*WHAT IS REQUIRED*: Write out only the tail of the records, beginning at the line containing "x1, y1, x2, y2" and including the last line, exactly as written.

*DATA PROVIDED*:
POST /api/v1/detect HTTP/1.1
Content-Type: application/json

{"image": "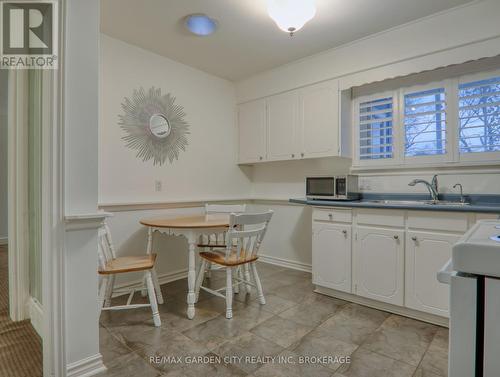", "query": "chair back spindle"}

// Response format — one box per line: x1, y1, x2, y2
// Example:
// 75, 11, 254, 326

200, 204, 246, 246
97, 224, 117, 272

*RESPONSE FOR THIS EXERCISE*:
// Response format — one box per line: x1, y1, x2, y2
// Example:
// 75, 11, 254, 326

200, 204, 246, 246
97, 224, 117, 272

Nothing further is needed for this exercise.